Görev listesi |
1. Seçimle ilgili yazıdaki "Ve, kazanıldığında, biliniyordu" ifadesinden "Herkes biliyordu durumu." ifadesine kadar olan kısmı kelimesi kelimesine aktar.
2. Seçimle ilgili yazıya göre haciz kamyonu belediyenin kapısına seçime ne kadar kala dayanmıştı?

Ahmet Yücegök

Geçen Bir Yıl



29 Mart 2009 Yerel Seçimleri …
Yani,tam bir yıl önce bugün, saat 17.00’de sandıklar açılıncaya kadar herkes. Tüm adaylar… Heyecan içindeydi. Seçimin en güzel tarafı bu işte…
O gün… Arabalar seçmeni nezaketle evinde alıp, oyunu kullandıktan sonra ayni nezaketle tekrar evine götürüyor. Bir oyun önemini bilindiğinden, Partilerin bir gün önceden bu organizasyonu yapıyor.
Keza, diğer organizasyonlar da öyle…
Sandık görevlileri saat kaçta görevleri başında olacak… Sandık müşahitleri, verilen talimatları uygularken ilk çağrı yapacağı kişiyle nerede buluşacak. Parti ilçe merkezlerinde kimler bekleyecek. Sandıklar açılana kadar görevlilerin yiyecek, içecekleri kimler temin edecek. Akşam, sandıklar açıldığında resmi görevlilerin davranışlarını Parti Görevlilerine kimler rapor edecek… Sayım bittikten sonra tutanak tutulacak. Taraflarca imzalanmış olan o tutanağın imza karşılığı kimlere teslim edilecek hepsi bellidir. Hoş zaten bunu yapmayan, yapamayan partinin işi zor. Son dakika golü ile mağlup olabilir.
Uzatmayayım… Seçim yapıldı … Silivri’de ipi CHP göğüsledi… Tamı, tamına bir yıl oldu.
Ve, kazanıldığında, biliniyordu ki, Belediyenin kapısına haciz kamyonu dayanmıştı seçime bir hafta kala... Alacaklının biri Silivri İcra Memurluğundan aldığı yetki ile Silivri Belediyesinin Klimalarını sökecekmiş… Ayni kişi daha sonra da defalarca ayni şeyi yapmıştı. Artık, saklamak gizlemek gerekmez… Herkes biliyordu durumu.

Verilen bilgiler |

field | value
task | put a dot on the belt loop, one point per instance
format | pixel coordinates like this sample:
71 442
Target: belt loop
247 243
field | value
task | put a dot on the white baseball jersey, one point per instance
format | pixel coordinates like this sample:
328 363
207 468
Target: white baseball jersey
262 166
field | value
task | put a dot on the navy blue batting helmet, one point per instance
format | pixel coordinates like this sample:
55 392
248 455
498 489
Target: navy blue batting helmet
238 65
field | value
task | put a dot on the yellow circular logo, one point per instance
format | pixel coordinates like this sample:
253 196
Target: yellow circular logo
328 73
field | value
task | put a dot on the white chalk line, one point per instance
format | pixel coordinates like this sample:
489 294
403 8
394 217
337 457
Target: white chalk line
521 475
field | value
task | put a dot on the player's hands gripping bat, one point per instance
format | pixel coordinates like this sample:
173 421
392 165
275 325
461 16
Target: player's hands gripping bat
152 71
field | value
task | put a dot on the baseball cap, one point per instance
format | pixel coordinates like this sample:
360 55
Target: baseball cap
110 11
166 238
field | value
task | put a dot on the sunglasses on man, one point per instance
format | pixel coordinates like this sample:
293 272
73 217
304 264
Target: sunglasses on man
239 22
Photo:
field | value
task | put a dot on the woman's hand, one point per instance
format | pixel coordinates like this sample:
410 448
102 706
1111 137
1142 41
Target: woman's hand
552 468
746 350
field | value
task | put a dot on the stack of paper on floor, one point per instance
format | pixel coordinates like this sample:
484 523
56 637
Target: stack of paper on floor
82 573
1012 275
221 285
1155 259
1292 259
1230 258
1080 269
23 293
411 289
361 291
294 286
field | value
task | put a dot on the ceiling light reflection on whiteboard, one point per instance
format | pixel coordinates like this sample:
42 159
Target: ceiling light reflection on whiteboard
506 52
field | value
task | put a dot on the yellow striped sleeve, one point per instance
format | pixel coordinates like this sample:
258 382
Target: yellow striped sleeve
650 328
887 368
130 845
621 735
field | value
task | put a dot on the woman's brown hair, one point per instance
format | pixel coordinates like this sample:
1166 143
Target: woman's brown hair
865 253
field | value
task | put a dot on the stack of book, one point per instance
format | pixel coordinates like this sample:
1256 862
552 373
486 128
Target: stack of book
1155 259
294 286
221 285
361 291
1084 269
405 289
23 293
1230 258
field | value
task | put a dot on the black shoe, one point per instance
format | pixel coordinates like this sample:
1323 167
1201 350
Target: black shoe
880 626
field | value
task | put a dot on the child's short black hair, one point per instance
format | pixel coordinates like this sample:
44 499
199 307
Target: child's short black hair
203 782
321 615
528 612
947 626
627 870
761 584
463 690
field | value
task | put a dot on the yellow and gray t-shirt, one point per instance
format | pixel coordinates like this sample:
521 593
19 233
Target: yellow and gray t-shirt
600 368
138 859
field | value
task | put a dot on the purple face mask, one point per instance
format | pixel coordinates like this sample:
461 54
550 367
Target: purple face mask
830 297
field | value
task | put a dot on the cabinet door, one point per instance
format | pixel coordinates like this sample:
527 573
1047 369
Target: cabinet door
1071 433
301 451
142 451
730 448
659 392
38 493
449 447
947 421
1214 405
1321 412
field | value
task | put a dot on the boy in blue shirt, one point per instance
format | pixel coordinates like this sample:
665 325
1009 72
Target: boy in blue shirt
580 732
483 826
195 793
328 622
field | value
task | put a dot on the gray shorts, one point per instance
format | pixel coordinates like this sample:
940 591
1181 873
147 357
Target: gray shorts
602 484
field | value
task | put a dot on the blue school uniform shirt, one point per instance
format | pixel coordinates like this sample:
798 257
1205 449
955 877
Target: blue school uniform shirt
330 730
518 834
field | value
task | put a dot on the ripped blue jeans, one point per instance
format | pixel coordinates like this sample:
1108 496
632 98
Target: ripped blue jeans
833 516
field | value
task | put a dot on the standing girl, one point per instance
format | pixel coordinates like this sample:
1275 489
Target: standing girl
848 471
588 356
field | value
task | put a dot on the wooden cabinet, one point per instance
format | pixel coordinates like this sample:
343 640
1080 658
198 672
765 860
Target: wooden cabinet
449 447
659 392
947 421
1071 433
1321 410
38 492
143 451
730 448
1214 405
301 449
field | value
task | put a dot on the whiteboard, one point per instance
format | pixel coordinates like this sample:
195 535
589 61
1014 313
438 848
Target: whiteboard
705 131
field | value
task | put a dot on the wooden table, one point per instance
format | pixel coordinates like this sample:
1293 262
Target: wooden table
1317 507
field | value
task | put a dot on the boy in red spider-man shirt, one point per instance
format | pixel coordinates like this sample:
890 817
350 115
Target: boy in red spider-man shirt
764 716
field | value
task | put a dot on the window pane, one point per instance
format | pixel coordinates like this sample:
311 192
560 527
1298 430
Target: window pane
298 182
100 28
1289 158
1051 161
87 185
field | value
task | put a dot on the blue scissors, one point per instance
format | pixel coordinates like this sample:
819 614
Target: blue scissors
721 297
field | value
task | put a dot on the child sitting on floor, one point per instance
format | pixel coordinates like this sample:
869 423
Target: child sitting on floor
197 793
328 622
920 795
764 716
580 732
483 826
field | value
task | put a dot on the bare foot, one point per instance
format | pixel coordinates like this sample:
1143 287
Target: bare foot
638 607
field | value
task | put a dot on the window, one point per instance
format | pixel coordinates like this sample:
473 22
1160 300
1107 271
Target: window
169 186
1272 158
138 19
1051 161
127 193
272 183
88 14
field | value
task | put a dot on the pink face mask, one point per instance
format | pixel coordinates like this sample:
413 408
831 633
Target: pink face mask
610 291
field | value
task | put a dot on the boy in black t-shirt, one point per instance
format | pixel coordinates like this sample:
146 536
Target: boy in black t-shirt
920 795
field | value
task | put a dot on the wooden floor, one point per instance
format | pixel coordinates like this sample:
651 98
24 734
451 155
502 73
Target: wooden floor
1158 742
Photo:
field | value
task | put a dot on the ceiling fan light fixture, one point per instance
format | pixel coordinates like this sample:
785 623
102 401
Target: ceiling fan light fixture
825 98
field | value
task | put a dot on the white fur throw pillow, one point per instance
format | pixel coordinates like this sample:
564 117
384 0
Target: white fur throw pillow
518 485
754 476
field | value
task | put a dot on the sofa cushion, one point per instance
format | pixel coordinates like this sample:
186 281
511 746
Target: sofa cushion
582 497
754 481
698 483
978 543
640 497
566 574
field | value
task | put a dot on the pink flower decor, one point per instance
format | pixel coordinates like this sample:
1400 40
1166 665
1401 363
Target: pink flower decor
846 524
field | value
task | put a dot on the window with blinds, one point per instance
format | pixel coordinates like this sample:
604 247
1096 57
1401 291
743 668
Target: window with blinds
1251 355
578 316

Verilen cevaplar |
1.
Ve, kazanıldığında, biliniyordu ki, Belediyenin kapısına haciz kamyonu dayanmıştı seçime bir hafta kala... Alacaklının biri Silivri İcra Memurluğundan aldığı yetki ile Silivri Belediyesinin Klimalarını sökecekmiş… Ayni kişi daha sonra da defalarca ayni şeyi yapmıştı. Artık, saklamak gizlemek gerekmez… Herkes biliyordu durumu.

2. Seçime bir hafta kala.